• **TASK PROMPT**
Rewrite the items below with "even-odd rule" changed to "nonzero winding rule" everywhere it occurs, keeping every other character the same.

☆ ☆ ☆ ☆ ☆

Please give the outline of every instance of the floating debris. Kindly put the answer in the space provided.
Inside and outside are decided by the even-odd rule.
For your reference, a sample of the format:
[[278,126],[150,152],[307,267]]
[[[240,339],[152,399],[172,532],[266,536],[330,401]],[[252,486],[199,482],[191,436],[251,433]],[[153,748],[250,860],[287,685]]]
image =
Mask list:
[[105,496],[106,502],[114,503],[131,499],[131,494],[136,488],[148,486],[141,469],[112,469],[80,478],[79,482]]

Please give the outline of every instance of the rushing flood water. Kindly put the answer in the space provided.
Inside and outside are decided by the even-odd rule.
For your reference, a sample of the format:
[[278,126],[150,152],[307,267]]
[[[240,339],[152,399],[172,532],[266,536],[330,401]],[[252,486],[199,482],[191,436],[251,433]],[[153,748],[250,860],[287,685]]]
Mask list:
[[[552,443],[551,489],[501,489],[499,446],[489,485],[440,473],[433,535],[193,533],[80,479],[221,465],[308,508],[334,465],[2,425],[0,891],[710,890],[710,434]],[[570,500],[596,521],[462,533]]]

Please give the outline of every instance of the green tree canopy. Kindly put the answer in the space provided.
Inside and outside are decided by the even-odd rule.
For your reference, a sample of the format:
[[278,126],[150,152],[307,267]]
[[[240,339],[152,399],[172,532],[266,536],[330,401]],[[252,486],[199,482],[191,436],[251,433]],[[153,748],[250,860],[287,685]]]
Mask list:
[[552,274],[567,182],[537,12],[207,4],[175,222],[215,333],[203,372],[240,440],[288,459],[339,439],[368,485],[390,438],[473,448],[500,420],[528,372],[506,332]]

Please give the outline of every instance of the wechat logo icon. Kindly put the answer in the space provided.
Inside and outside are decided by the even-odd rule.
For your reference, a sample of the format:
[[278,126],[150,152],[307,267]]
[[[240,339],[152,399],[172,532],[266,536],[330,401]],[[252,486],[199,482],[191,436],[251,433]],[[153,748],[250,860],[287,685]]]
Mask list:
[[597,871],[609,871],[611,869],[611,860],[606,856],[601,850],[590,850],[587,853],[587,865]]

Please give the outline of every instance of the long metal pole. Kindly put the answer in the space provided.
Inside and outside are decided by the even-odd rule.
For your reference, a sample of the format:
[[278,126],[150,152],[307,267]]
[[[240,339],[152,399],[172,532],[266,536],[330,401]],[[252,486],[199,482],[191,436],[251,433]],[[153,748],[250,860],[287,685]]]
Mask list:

☆ ☆ ☆ ☆ ☆

• **EXERCISE OUTPUT**
Please give the outline of every instance of the floating debris. Kindly put the answer in the space provided.
Inside and outside are decided by the nonzero winding rule.
For your reference, a sample of the format:
[[278,126],[150,152],[307,267]]
[[[240,339],[152,399],[172,532],[266,536],[330,401]],[[252,486],[199,482],[191,436],[251,433]],[[153,748],[250,860],[287,685]]]
image =
Mask list:
[[105,496],[106,502],[114,503],[131,499],[131,494],[136,488],[148,486],[141,469],[112,469],[80,478],[79,482]]

Please give the outline of every instance of the rushing flood water. Kindly put the answer in the space provided.
Inside and outside are decided by the nonzero winding rule.
For your reference, a sample of the format:
[[278,126],[150,152],[307,267]]
[[[240,339],[152,399],[172,532],[266,536],[330,401]],[[252,486],[199,482],[191,436],[251,433]],[[153,748],[250,860],[287,685]]]
Mask list:
[[[552,443],[551,489],[501,489],[499,446],[489,485],[440,473],[433,535],[193,533],[80,479],[221,465],[308,508],[334,465],[2,425],[0,891],[710,890],[710,434]],[[570,500],[596,521],[462,533]]]

Please give the outline of every instance of the green tree canopy. Kindly put the answer in the space provided.
Inside and outside are decided by the nonzero winding rule.
For your reference, a sample of the format:
[[278,126],[150,152],[307,267]]
[[[240,339],[152,399],[172,532],[266,536],[330,401]],[[252,486],[199,482],[191,436],[251,433]],[[153,748],[250,860],[287,685]]]
Mask list:
[[552,274],[567,182],[537,12],[207,4],[175,222],[215,333],[203,372],[240,440],[288,459],[339,439],[368,485],[390,438],[473,448],[500,420],[528,372],[506,332]]

Please give the outline of every instance of the wechat logo icon. Kindly put the answer in the space provided.
Inside and outside are decided by the nonzero winding rule.
For your reference, a sample of the format:
[[278,126],[150,152],[307,267]]
[[[240,339],[152,399],[172,532],[266,536],[330,401]],[[252,486],[199,482],[191,436],[251,433]],[[153,748],[250,860],[287,685]]]
Mask list:
[[597,871],[609,871],[611,869],[611,860],[606,856],[601,850],[590,850],[587,853],[587,865]]

Please give the outline of every instance of the long metal pole. Kindly put the answer in the space provided.
Inside and outside are decided by the nonzero winding rule.
For your reference, a sample of the format:
[[278,126],[150,152],[307,267]]
[[[240,339],[152,399],[172,532],[266,536],[330,401]],[[252,486],[199,482],[191,436],[251,433]],[[153,748],[250,860],[287,685]]]
Mask list:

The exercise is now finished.